AUFGABE A »
Wiederhole aus dem Artikel wortgetreu den Abschnitt, der bei "Weiter schreibt die" beginnt und bei "deutlichen Verzögerungen kommt." endet.

Was dann folgt, ist nicht nur unredlich, sondern eine glatte Lüge, die die Zeitung als Tatsachenbehauptung des Landtagsabgeordneten Georg Wacker vollständig unkritisch und als vermeintlich wahre Behauptung transportiert:
Die Antwort aus dem Verkehrsministerium habe aber “die Propaganda des Kollegen widerlegt”.
Weiter schreibt die Zeitung direkt im Folgeabsatz, quasi als “Beleg”:
So heißt es in dem Schreiben, dass das Eisenbahnbundesamt derzeit unabhängig vom Ausgang der S-21-Volksabstimmung den Rahmenterminplan überprüfe und es zu befürchten sei, dass es bei einzelnen Abschnitten und Baumaßnahmen zu deutlichen Verzögerungen kommt.
“So” gelesen, könnte man annehmen, dass die Landesregierung einen Zusammenhang zwischen Stuttgart 21 und dem Ausbau der S-Bahn Rhein-Neckar formuliert hätte. Hat sie aber nicht. Das Wort Stuttgart 21 kommt kein einziges Mal in dem Schreiben vor und auch kein Zusammenhang zur S-Bahn. Was Herr Wacker da von sich gibt und die Zeitung aufschreibt, ist ein konstruierter Zusammenhang einer nicht vorhandenen “Tatsache”. Und sicher als gezielte Einflussnahme zur bevorstehenden Volksabstimmung zu verstehen.

BEREITGESTELLTE DATENSÄTZE »
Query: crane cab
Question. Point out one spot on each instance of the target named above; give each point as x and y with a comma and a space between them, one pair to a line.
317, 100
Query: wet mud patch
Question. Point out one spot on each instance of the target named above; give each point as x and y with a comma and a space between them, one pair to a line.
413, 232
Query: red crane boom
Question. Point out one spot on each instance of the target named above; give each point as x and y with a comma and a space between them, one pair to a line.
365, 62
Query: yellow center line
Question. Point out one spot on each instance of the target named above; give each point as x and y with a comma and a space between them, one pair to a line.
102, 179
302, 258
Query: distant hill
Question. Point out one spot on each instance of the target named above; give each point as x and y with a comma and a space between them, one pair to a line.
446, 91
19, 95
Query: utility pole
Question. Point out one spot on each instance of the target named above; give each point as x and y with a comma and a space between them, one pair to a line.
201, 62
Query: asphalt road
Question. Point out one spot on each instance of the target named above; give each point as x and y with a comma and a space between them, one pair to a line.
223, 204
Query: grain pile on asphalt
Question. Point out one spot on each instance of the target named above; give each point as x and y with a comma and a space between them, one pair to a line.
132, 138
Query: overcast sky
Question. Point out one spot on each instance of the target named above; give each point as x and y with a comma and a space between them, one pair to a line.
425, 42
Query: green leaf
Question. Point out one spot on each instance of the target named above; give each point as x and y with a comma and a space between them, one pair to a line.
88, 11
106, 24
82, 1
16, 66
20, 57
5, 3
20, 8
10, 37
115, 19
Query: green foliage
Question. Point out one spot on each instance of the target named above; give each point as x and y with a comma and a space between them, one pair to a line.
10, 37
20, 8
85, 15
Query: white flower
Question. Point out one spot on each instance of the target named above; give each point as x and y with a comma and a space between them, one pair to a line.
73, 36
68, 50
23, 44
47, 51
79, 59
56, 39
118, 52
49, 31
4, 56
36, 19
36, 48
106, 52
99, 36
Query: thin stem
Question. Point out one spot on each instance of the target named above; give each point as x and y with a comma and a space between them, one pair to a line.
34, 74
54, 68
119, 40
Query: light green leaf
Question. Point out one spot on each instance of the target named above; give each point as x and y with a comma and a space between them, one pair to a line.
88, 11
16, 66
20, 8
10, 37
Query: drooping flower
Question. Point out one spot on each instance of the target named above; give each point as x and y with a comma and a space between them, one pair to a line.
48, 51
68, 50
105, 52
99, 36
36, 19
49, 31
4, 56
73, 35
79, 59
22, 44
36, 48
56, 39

AUFGABE B »
Formatiere die Datensätze ab der Zeile mit "Query: white flower" bis zum Ende der Datensätze als CSV mit den zwei Spalten "anfrage" und "antwort". Gib dabei je Datensatz eine Zeile aus, setze jedes Feld in Anführungszeichen und ersetze Zeilenumbrüche durch Leerzeichen.

VOLLSTÄNDIGE AUSGABE A »
Weiter schreibt die Zeitung direkt im Folgeabsatz, quasi als “Beleg”:
So heißt es in dem Schreiben, dass das Eisenbahnbundesamt derzeit unabhängig vom Ausgang der S-21-Volksabstimmung den Rahmenterminplan überprüfe und es zu befürchten sei, dass es bei einzelnen Abschnitten und Baumaßnahmen zu deutlichen Verzögerungen kommt.

VOLLSTÄNDIGE AUSGABE B »
anfrage,antwort
"Query: white flower Question. Point out one spot on each instance of the target named above; give each point as x and y with a comma and a space between them, one pair to a line.","73, 36 68, 50 23, 44 47, 51 79, 59 56, 39 118, 52 49, 31 4, 56 36, 19 36, 48 106, 52 99, 36"
"Query: thin stem Question. Point out one spot on each instance of the target named above; give each point as x and y with a comma and a space between them, one pair to a line.","34, 74 54, 68 119, 40"
"Query: light green leaf Question. Point out one spot on each instance of the target named above; give each point as x and y with a comma and a space between them, one pair to a line.","88, 11 16, 66 20, 8 10, 37"
"Query: drooping flower Question. Point out one spot on each instance of the target named above; give each point as x and y with a comma and a space between them, one pair to a line.","48, 51 68, 50 105, 52 99, 36 36, 19 49, 31 4, 56 73, 35 79, 59 22, 44 36, 48 56, 39"